• [SET TASK 1]
Which website does the forum thread on livestock guardian dogs suggest checking for rescue dogs?

══ READING TEXT

There are working LGD "breeders" who really have no idea what they are doing, they just assume since the breed is an LGD, and it's been "born in the barn", it will be a good LGD, so your worry is justified. Conversly, there are LGD breeders without livestock who can select an excellent working dog for you. Since you are new, and won't know what to look for in a puppy, you need to ask questions of the breeder. One that I feel is critical is "What behavior/traits do you look for when selecting a pup for a working home?" A breeder who actually knows behavior will be able to answer that question and will admit that there may be some dogs that are not the best candidates. They should be able to say "well, I look for a pup that does x" etc. if they simply say, oh they are all great, move on. 

Roll Farms mentioned adults, and yes there are lots of LGDs being given up due to farm downsizing/closings. Check with rescue - www.asdrl.org 
Finally, if you get one, dont come home and dump them in with your animals. Keep them separate for a while, and work on YOUR relationship with the dog. A good relationship with your LGD, one where they trust you, will aid greatly in their listening to you regarding the animals, etc. If you are a stranger, the dog has no reason to follow your guidance.


----------



## manybirds (Oct 6, 2011)

if i got one i would get a llama but i don't have experiance with guardians


----------

════
══ AVAILABLE RECORDS

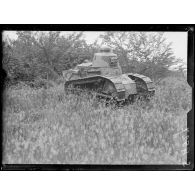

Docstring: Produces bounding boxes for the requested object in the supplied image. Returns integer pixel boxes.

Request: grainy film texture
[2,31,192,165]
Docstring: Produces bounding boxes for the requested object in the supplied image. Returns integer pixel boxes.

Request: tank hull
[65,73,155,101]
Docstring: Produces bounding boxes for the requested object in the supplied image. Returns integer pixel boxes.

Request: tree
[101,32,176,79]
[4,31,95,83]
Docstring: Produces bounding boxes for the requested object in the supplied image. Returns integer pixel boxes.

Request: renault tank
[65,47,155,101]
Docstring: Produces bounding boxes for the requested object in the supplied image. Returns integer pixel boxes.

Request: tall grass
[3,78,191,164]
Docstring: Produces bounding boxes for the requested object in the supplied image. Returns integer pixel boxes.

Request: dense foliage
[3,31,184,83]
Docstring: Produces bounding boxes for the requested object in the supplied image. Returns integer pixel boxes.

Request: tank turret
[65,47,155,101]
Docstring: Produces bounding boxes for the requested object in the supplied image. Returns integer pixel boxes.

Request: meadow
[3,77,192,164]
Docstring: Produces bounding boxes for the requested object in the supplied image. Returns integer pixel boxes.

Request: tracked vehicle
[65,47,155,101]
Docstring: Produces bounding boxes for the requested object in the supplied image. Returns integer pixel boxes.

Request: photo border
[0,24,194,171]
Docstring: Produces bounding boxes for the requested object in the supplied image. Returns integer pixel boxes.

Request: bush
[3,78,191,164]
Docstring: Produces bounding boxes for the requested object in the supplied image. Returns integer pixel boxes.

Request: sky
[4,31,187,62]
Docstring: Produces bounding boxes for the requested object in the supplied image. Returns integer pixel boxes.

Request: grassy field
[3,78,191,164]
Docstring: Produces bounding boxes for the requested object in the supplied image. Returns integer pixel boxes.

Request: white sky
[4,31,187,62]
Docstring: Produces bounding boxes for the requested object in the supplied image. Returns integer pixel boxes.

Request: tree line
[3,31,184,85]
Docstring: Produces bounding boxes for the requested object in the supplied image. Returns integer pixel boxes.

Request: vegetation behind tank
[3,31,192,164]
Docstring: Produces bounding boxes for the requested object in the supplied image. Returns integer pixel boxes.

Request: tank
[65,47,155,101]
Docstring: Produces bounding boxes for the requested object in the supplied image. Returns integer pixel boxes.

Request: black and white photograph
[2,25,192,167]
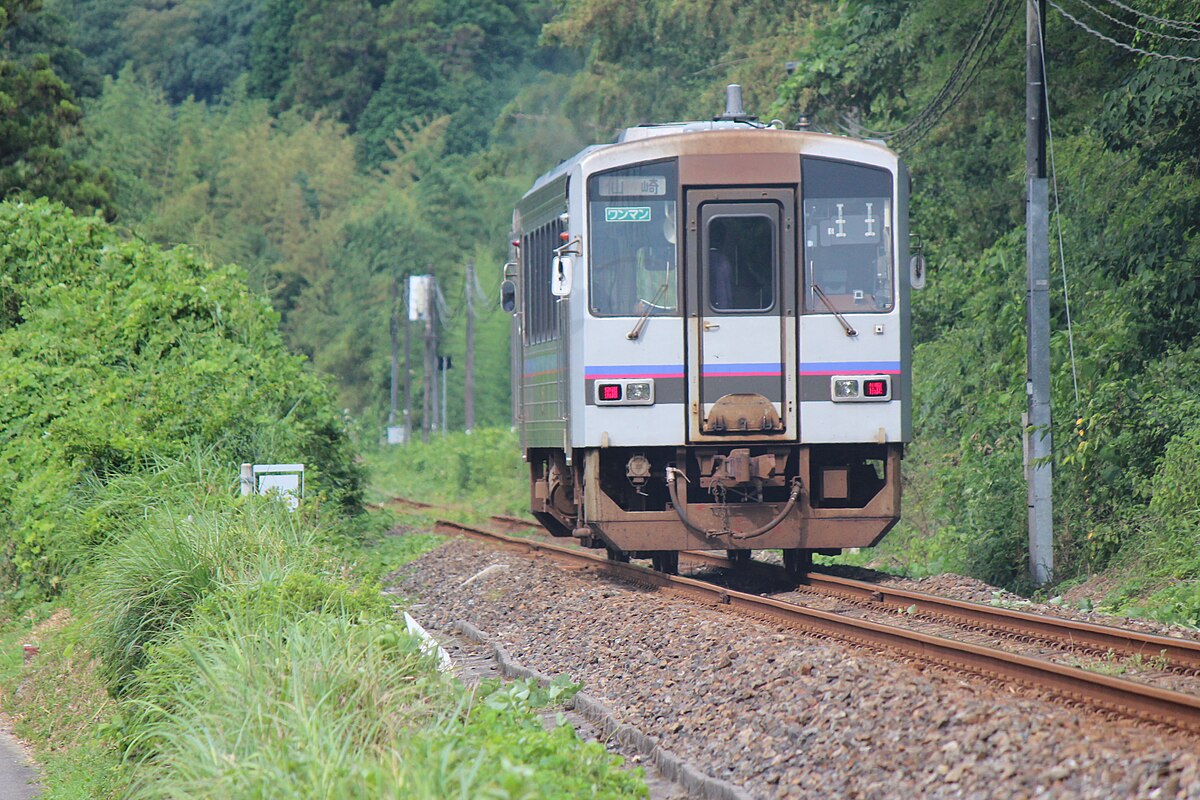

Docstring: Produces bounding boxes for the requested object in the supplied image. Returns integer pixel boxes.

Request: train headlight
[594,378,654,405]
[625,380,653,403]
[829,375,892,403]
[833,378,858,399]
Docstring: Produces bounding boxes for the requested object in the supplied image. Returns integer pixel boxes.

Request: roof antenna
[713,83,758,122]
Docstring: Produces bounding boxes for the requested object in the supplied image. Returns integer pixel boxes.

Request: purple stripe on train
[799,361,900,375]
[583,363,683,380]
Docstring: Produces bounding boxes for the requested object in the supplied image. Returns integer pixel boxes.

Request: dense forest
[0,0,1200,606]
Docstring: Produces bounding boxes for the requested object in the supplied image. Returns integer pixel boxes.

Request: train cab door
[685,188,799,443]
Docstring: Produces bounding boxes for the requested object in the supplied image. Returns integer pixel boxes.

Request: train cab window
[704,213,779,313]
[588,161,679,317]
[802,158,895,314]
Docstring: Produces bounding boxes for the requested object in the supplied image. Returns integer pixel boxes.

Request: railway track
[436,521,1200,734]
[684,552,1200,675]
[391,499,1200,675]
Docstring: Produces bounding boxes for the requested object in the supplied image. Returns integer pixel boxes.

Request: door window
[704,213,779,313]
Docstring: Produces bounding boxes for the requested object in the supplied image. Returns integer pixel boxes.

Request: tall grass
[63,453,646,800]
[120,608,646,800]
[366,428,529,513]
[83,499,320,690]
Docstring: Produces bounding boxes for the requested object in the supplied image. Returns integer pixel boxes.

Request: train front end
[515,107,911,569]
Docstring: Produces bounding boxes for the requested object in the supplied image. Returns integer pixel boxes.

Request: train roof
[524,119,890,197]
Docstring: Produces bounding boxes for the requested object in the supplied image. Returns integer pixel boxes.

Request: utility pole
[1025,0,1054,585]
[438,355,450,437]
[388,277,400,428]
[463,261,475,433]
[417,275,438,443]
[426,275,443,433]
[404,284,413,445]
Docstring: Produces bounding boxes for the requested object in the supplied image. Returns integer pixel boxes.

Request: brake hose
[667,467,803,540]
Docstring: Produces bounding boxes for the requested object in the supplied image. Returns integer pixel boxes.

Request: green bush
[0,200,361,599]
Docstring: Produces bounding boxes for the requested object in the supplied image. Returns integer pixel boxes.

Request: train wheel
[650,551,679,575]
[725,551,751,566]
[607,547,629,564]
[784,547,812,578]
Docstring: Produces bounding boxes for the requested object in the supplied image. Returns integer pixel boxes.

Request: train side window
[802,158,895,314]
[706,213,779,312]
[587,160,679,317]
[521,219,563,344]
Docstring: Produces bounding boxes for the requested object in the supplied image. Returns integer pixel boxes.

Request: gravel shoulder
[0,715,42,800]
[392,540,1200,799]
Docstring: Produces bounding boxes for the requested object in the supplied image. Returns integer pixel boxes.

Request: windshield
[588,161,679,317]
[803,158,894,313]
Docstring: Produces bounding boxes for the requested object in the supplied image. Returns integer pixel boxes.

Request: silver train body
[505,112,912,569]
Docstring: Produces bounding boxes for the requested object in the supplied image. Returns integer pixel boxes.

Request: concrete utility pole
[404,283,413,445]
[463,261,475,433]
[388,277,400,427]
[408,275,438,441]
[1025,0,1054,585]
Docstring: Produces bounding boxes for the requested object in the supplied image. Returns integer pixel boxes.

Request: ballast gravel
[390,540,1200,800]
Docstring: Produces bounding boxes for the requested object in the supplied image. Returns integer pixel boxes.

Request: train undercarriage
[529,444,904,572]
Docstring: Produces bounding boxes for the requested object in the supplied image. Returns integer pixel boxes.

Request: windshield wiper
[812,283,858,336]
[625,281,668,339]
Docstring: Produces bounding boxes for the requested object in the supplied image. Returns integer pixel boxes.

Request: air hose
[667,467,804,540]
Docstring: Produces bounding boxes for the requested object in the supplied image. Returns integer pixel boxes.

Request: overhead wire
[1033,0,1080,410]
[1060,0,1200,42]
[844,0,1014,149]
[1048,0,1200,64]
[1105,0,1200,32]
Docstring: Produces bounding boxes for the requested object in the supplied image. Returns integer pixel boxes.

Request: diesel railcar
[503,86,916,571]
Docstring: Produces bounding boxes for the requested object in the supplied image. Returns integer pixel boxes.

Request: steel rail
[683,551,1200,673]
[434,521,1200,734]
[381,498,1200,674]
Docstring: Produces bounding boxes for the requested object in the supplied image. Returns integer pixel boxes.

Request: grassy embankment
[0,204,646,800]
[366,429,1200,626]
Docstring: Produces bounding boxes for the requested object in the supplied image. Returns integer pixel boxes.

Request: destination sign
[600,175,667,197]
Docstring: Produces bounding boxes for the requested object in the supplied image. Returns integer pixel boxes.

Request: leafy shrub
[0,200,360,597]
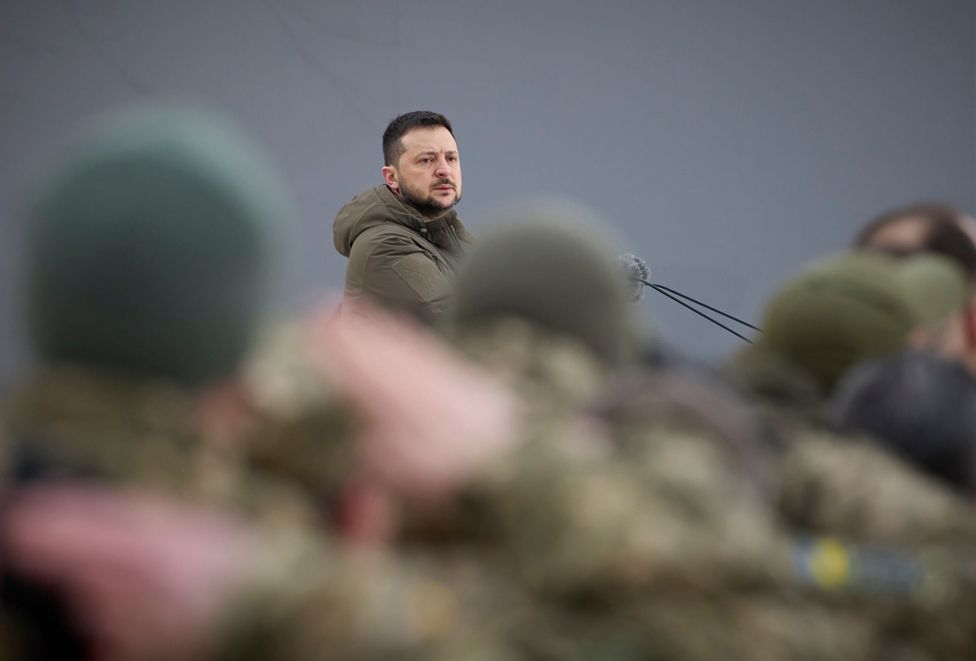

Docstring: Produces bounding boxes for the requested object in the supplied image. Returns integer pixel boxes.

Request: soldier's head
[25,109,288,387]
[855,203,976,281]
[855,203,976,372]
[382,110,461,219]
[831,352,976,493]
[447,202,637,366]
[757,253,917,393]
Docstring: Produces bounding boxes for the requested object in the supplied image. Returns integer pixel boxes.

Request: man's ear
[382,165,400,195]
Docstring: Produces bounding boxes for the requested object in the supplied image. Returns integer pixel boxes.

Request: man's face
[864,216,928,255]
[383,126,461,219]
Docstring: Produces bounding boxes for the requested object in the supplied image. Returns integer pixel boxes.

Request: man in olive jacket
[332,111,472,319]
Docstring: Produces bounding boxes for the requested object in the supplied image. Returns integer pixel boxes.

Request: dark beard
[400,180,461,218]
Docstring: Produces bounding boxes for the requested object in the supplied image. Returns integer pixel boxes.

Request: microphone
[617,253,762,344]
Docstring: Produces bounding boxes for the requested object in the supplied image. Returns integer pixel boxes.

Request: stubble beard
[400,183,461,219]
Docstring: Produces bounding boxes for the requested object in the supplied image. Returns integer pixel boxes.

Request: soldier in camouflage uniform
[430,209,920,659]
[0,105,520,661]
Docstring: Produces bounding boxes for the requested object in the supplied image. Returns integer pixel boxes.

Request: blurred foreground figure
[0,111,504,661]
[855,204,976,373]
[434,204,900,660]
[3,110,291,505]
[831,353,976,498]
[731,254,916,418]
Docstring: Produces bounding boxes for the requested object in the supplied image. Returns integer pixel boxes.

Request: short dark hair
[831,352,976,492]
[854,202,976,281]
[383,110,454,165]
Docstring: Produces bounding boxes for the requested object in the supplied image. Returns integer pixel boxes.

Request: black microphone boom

════

• [SET TASK 2]
Please write out the records again from their start through the line containing "[3,77,192,164]", including both ends. Multiply every bounding-box coordinate in the answers by 1.2 and round it to a whole number, with halves going up. Give only these lines, and leave the pictures out.

• [WORKED SOLUTION 1]
www.asdrl.org

• [WORKED SOLUTION 2]
Docstring: Produces bounding boxes for the requested object in the supplied image. Returns integer pixel boxes.

Request: grainy film texture
[2,37,230,198]
Docstring: Produces bounding boxes for the requested object in the supplied image. Returns integer pixel boxes.

Request: tank hull
[78,88,186,121]
Docstring: Produces bounding boxes for the requested object in the supplied image. Returns integer pixel boxes.

Request: tree
[121,38,211,95]
[5,37,114,100]
Docstring: Produces bounding boxes for the requested object in the supplied image. Returns integer pixel boxes.

Request: renault tank
[78,56,186,121]
Docstring: Produces bounding boxes for the requested object in the supplied image. Returns integer pixel boxes.

Request: tall grass
[4,94,229,197]
Docstring: Produces bounding boxes for the requested object in the supplied image. Returns integer pixel boxes.

Request: dense foliage
[4,37,221,100]
Docstring: Produces bounding boxes for the requested object in the supplied image. Returns integer pixel boxes.

Request: tank turret
[78,56,186,121]
Docstring: Produces bounding boxes for the requested object in the supplied image. Returns integer pixel boxes.

Request: meadow
[4,92,230,197]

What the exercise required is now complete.